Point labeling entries
━━━━━━━━━━━━━━━━
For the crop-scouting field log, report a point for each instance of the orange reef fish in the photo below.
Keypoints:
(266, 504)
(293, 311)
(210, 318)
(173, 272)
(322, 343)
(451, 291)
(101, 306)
━━━━━━━━━━━━━━━━
§ Request:
Substitute "Points" for every "Keypoints" in the entries above and reproduce all their lines, with nothing else altered.

§ The solution:
For the crop-scouting field log, report a point for each instance of the orange reef fish in the photo below.
Points:
(266, 504)
(293, 311)
(210, 318)
(173, 272)
(322, 343)
(451, 291)
(101, 306)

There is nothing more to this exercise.